## THE TASK
In the listing below, find the line that contains "Query: tiled roof" and the line that contains "Task: annotate every instance of the leafy". Quote both and every line between them, exactly, and nothing more.

*** Opening of SUPPLIED MATERIAL ***

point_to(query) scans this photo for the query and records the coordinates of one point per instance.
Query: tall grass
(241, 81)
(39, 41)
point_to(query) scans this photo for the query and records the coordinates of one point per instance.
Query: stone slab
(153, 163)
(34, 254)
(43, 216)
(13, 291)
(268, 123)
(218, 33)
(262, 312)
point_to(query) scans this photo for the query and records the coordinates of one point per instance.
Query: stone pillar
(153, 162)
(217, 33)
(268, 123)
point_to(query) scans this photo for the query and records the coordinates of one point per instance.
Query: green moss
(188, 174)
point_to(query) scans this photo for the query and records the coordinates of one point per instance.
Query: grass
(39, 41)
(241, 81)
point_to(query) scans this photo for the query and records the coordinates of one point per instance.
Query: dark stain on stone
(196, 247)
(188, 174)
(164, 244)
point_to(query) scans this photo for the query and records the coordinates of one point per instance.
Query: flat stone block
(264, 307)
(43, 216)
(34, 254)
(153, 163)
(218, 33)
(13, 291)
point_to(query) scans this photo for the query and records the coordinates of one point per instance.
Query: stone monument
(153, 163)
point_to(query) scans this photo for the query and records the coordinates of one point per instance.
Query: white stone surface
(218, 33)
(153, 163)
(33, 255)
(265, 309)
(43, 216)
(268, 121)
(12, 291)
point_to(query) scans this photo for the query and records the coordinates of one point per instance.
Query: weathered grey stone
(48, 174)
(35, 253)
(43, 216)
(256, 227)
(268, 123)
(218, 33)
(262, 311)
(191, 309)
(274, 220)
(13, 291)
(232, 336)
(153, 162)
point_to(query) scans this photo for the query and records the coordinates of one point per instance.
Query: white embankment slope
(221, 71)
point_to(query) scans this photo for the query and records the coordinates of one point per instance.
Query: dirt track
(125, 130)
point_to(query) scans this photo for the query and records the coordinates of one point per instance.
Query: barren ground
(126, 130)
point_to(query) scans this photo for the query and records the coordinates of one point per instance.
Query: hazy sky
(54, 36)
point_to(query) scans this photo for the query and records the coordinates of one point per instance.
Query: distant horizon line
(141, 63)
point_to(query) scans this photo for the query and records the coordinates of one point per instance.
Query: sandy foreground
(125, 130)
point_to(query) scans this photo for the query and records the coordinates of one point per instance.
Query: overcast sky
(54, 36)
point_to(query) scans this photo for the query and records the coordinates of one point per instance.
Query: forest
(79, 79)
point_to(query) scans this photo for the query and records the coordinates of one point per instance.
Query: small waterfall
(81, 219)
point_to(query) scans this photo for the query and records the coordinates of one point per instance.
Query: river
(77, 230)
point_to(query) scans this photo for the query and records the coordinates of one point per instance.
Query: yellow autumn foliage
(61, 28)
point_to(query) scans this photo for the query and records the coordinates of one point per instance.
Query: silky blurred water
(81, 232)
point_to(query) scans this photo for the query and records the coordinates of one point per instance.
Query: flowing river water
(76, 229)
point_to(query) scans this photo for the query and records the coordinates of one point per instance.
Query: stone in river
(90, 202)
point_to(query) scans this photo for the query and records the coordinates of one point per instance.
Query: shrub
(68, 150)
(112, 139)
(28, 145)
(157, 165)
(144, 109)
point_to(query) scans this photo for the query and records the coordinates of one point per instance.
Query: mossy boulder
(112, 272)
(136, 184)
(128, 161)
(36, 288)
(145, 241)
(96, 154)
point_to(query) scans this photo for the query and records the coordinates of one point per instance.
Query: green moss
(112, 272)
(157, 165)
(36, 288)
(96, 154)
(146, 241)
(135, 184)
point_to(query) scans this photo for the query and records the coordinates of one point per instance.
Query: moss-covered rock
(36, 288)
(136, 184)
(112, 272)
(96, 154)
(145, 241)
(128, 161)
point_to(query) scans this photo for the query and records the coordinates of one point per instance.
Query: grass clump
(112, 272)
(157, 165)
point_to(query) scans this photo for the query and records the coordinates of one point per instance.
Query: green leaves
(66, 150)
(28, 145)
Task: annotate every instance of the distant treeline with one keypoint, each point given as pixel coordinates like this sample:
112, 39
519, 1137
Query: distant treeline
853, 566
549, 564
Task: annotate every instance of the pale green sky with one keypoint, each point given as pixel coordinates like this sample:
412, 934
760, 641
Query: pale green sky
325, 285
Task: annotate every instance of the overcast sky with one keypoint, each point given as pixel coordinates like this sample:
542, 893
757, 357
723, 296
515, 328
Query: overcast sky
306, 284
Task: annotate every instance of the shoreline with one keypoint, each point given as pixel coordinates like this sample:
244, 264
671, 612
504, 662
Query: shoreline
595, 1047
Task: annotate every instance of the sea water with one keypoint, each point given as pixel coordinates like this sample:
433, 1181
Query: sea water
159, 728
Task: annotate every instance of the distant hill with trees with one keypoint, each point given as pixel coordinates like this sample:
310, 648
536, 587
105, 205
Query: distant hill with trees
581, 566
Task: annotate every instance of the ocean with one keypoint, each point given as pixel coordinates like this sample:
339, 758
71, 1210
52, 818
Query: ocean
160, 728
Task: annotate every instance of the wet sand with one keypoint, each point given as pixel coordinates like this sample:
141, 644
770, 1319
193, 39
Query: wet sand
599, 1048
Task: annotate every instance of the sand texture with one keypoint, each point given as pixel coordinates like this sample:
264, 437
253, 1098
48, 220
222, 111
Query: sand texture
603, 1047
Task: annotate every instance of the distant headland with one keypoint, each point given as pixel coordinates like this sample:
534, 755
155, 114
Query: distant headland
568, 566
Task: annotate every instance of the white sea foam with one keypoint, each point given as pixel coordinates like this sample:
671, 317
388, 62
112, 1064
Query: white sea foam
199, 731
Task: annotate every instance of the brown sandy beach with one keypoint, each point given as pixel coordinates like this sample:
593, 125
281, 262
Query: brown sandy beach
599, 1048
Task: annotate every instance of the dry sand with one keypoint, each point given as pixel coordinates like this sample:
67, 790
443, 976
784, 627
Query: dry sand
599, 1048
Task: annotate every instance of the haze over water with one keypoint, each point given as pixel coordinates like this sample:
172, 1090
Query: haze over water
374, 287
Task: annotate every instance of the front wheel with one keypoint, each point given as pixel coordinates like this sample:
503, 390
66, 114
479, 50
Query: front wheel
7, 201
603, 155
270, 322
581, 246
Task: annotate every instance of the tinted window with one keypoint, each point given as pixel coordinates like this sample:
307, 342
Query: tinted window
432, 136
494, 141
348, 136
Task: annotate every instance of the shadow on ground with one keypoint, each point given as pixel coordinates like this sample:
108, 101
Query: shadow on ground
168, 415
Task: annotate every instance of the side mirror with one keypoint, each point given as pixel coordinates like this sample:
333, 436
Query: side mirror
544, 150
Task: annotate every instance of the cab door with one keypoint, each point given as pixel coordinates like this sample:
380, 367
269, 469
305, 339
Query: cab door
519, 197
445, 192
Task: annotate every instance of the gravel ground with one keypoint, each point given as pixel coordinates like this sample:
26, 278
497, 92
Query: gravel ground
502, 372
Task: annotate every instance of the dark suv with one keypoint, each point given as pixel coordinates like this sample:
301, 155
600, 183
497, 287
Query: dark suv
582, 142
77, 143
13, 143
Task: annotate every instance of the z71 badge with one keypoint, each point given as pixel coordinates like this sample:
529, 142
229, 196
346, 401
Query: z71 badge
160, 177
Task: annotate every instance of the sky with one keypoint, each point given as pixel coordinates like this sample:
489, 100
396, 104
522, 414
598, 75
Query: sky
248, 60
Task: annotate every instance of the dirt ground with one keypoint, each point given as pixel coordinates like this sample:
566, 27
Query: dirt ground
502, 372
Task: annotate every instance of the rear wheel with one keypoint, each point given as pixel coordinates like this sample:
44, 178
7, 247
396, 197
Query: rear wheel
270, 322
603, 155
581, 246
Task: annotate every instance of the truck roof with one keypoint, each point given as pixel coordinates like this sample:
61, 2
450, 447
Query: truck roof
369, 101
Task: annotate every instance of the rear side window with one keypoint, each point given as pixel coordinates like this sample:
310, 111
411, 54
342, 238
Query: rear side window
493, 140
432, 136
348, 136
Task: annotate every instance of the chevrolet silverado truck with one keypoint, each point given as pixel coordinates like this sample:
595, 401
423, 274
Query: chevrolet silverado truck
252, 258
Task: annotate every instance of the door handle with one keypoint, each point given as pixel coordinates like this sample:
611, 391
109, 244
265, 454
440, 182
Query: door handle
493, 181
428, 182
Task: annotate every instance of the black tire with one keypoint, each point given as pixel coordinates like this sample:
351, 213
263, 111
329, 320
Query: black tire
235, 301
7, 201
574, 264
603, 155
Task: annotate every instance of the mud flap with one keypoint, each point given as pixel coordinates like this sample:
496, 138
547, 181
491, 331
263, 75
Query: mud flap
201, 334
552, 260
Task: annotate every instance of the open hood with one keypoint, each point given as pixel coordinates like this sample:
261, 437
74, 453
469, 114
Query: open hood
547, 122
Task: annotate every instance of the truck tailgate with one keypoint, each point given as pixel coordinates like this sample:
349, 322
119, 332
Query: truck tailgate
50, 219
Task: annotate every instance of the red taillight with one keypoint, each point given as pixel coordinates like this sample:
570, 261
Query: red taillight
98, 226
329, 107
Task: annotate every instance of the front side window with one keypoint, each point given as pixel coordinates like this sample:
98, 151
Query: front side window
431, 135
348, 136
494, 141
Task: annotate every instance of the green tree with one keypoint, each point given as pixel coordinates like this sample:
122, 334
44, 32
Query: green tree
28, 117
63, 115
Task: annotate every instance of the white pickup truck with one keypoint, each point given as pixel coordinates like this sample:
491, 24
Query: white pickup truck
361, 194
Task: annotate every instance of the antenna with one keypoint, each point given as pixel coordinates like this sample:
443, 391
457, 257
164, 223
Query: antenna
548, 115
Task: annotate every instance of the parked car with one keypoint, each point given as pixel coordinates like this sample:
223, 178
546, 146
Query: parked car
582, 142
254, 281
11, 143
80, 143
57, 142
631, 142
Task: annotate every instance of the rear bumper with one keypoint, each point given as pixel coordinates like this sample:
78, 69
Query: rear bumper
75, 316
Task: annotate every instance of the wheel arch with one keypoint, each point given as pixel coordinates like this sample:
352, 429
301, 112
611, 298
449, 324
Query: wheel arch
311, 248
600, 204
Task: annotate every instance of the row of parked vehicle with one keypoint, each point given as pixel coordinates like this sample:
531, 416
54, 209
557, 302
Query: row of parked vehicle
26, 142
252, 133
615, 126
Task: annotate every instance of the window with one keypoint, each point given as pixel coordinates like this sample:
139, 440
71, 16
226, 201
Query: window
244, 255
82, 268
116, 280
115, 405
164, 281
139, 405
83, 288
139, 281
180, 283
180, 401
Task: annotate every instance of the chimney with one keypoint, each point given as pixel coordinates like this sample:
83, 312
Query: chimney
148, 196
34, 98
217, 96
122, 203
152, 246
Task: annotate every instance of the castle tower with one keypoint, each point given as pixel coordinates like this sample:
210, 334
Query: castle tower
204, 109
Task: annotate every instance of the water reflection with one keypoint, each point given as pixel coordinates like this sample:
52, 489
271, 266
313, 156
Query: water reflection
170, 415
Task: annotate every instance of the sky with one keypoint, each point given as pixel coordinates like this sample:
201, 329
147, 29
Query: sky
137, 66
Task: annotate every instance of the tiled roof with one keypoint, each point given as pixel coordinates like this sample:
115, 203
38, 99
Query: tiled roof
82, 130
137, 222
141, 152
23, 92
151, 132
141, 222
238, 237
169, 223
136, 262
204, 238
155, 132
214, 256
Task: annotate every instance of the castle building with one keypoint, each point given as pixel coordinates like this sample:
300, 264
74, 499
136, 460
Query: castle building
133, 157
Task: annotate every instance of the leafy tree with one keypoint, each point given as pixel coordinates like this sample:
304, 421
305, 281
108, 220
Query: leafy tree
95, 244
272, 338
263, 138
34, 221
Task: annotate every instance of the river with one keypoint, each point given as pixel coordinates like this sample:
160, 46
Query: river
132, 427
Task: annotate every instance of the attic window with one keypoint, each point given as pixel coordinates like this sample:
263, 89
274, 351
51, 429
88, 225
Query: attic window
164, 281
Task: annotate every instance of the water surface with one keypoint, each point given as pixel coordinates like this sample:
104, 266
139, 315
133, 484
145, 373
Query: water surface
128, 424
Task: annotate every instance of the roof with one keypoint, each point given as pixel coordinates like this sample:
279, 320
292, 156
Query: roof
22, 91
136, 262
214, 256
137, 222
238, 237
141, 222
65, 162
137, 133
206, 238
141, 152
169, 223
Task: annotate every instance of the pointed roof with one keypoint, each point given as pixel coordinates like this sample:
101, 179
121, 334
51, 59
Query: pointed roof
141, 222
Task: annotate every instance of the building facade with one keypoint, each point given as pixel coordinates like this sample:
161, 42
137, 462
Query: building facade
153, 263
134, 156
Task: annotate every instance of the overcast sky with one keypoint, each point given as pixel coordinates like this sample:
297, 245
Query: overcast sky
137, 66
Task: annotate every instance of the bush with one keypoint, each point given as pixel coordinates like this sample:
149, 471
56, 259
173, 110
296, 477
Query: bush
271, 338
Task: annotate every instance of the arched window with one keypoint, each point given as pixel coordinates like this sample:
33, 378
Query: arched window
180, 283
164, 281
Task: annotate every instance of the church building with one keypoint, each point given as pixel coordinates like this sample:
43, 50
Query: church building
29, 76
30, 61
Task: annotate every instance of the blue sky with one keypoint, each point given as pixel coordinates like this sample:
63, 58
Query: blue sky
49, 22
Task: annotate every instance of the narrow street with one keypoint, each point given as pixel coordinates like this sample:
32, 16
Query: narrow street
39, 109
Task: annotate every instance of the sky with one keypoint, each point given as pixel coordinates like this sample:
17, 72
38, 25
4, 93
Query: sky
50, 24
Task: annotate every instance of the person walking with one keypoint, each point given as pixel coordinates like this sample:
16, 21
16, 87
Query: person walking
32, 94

*** Close of SUPPLIED MATERIAL ***

## TASK ANSWER
Query: tiled roof
82, 130
137, 222
141, 152
23, 92
151, 132
141, 222
238, 237
169, 223
136, 262
204, 238
155, 132
214, 256
Task: annotate every instance of the castle building with one keypoint, each point given as pixel coordinates like this sample:
300, 264
74, 499
136, 460
Query: castle building
133, 157
Task: annotate every instance of the leafy tree with one keypoint, each point given as pixel coordinates like this sample:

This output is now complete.